*What to do*:
Quote everything from "The triangles $" down to "(\sqrt 5 - 1)/2 $." in the similar-triangles proof below.

The triangles $ ABC $ and $ BDC $ have lengths $ AB = AC = p $
and $ BC = BD = DA = q $ and the angles are $ 36^o , 72^o $ and $
72^o $ so they are similar triangles. Taking the ratio of
corresponding sides $ AC/BC = BC/DC $ : $$\frac{p}{q} =
\frac{q}{p-q}$$ So $ p^2 -pq-q^2 = 0 $ and dividing by $ q^2 $
gives the quadratic equation $$(p/q)^2 -(p/q)-1=0 $$ which has the
solutions $(1 \pm \sqrt 5) /2$. We don't want the negative root for
such a ratio as it would make no sense. Hence $ p/q = (\sqrt{5} +
1)/2 $. Similarly $ q/p = (\sqrt 5 - 1)/2 $.

*Provided material*:
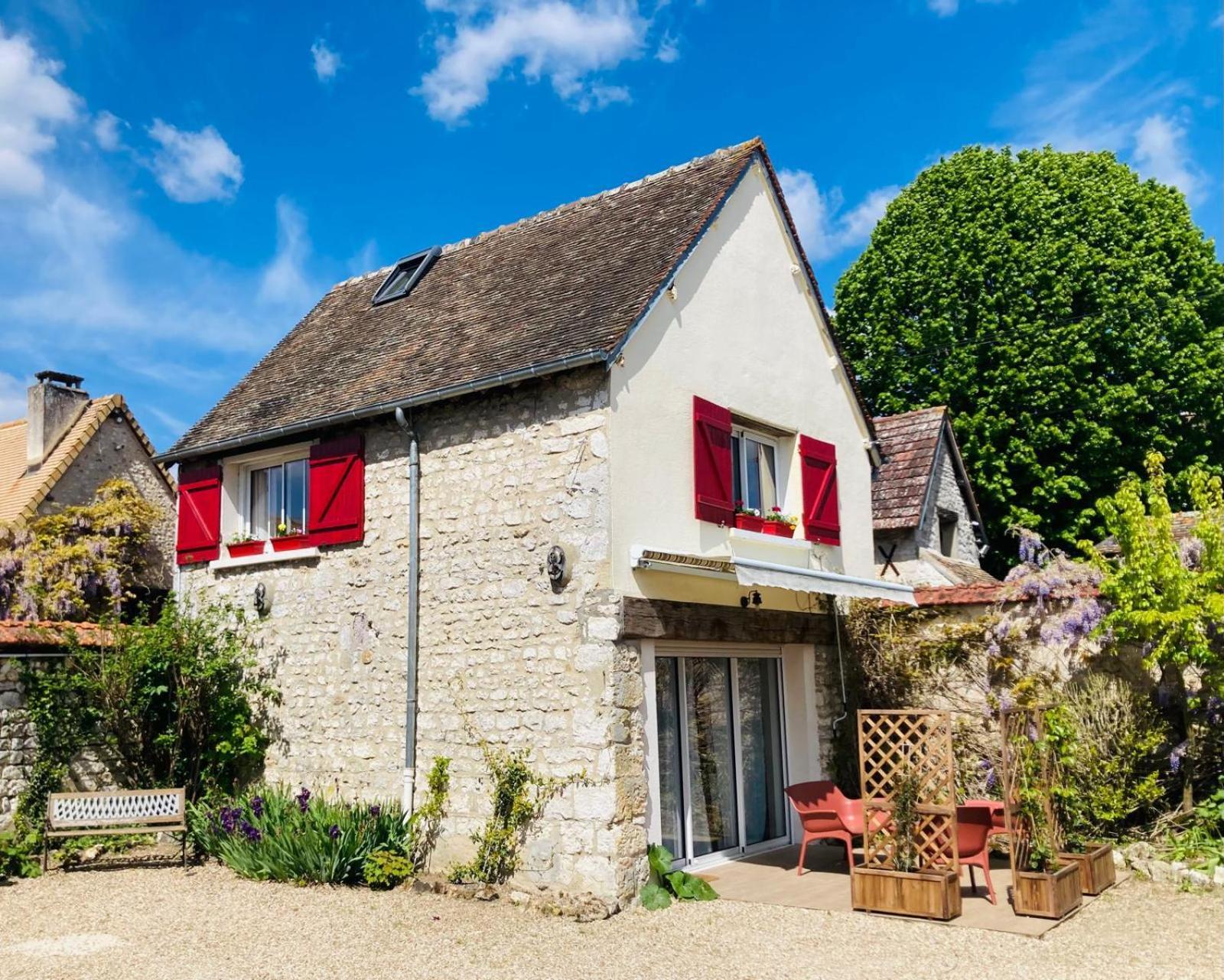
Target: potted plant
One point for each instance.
(244, 543)
(1095, 858)
(748, 518)
(779, 524)
(893, 877)
(289, 537)
(1043, 885)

*Answer to the task*:
The triangles $ ABC $ and $ BDC $ have lengths $ AB = AC = p $
and $ BC = BD = DA = q $ and the angles are $ 36^o , 72^o $ and $
72^o $ so they are similar triangles. Taking the ratio of
corresponding sides $ AC/BC = BC/DC $ : $$\frac{p}{q} =
\frac{q}{p-q}$$ So $ p^2 -pq-q^2 = 0 $ and dividing by $ q^2 $
gives the quadratic equation $$(p/q)^2 -(p/q)-1=0 $$ which has the
solutions $(1 \pm \sqrt 5) /2$. We don't want the negative root for
such a ratio as it would make no sense. Hence $ p/q = (\sqrt{5} +
1)/2 $. Similarly $ q/p = (\sqrt 5 - 1)/2 $.